TASK INSTRUCTIONS
Rewrite the stretch of the text on detecting file changes from "Each of these" through "into, and compromised.", replacing "disk drive" with "hard disk".

SOURCE EXTRACT

20.3 Detecting Changes After the Fact

As we saw in the last section, there may be circumstances in which we cannot use read-only media to protect files and directories. Or, we may have a case in which some of the important files are relatively volatile and need to change on a regular basis. In cases such as these, we want to be able to detect whether unauthorized changes occur.

There are basically three approaches to detecting changes to files and inodes:

Use comparison copies of the data to be monitored. This is the most reliable way.
Monitor metadata about the items to be protected. This includes monitoring the modification time of entries as kept by the operating system, and monitoring any logs or audit trails that show alterations to files.
Use some form of signature of the data to be monitored, and periodically recompute and compare the signature against a stored value.

Each of these approaches has drawbacks and benefits, as we discuss in the following sections. But before we explain them in detail, we need to explain a fundamental problem common to all of these schemes.

20.3.1 The Achilles Heel of Integrity Management Systems

The remainder of this chapter describes several different integrity management systems. All of these systems perform more or less the same function: they examine files on a computer's disk drive to determine whether the files have been changed in any significant way.

Although there are many reasons that you might want to examine the integrity of your system's files, one of the most common is to determine what has changed after a computer has been attacked, broken into, and compromised.

If you suspect that a system has been compromised, there are many ways that you can examine its files for evidence of this fact:

Physically remove the hard disk from the computer in question, attach the disk to a second computer as an auxiliary disk, boot the second computer, mount the disk read-only, and use the second computer's operating system to examine the disk. (For extra credit, you can use a tool like dd on the second computer to make a block-for-block copy of the [unmounted] disk in question on a spare drive. This will minimize the chance that the drive might be inadvertently modified as part of the analysis process.)
Leave the suspect disk in the suspect computer, but boot the suspect computer with a clean operating system from a CD-ROM or a floppy disk. Then, using only the tools on the CD-ROM or floppy, you could proceed to mount the suspect disk read-only and analyze the possibly compromised filesystem.
Log into the suspect computer and run whatever integrity-checking tools happen to be installed.
Try to determine what hole the attacker used, close it, and continue operations as normal.

Clearly, the most thorough way to examine the suspect system is the first technique. In practice, the third and fourth techniques are the most common. And to all of the people who have simply treated the symptoms of a compromised system, rather than taken a more thorough approach, we have one question:

Which part of the word "compromised" do you not understand?

If an attacker truly compromises your computer system, all bets are off. Nothing should be trusted. It is possible that the attacker has done nothing to affect the integrity of critical system programs such as login, ps, ls, and netstat. On the other hand, it is possible that the attacker has replaced all of these programs with modified programs that contain Trojan horses and back doors, and then modified your computer's kernel so that integrity-checking tools cannot tell the difference!^[7]

^[7] Such kernel modifications are quite difficult to write, but now that they have been written they are readily available to all attackers who have an Internet account. One particularly elegant modification alters the computer's filesystem so that one version of the program /bin/login is returned when the open( ) system call is employed, but another version of the program is returned when the exec( ) system call is used. This assures that integrity-checking programs will not catch any modifications, yet the Trojan horse programs will continue to run.

EXERCISE DATA

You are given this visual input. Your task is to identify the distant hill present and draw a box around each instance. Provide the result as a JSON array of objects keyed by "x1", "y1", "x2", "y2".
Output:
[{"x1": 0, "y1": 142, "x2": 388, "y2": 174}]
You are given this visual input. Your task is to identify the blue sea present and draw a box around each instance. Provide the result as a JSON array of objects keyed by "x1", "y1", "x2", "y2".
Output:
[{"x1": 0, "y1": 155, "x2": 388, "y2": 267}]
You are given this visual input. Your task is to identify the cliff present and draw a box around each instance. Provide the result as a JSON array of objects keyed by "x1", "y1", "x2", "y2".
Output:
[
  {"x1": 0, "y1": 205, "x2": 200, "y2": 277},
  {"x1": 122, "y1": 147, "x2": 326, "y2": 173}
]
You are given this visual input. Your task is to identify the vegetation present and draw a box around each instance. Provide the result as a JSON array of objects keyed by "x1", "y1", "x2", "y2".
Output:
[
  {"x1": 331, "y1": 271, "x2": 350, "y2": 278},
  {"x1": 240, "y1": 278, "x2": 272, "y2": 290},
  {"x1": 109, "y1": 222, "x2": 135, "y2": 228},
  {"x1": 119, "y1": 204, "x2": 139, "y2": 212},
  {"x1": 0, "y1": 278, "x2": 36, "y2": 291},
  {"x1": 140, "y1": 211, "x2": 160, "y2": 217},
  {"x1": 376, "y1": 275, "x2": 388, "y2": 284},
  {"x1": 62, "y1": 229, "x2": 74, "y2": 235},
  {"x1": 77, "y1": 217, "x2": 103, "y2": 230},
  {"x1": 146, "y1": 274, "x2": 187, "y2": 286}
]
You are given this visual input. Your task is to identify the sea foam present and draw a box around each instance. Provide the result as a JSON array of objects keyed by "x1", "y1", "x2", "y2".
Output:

SOLVED EXERCISE
Each of these approaches has drawbacks and benefits, as we discuss in the following sections. But before we explain them in detail, we need to explain a fundamental problem common to all of these schemes.

20.3.1 The Achilles Heel of Integrity Management Systems

The remainder of this chapter describes several different integrity management systems. All of these systems perform more or less the same function: they examine files on a computer's hard disk to determine whether the files have been changed in any significant way.

Although there are many reasons that you might want to examine the integrity of your system's files, one of the most common is to determine what has changed after a computer has been attacked, broken into, and compromised.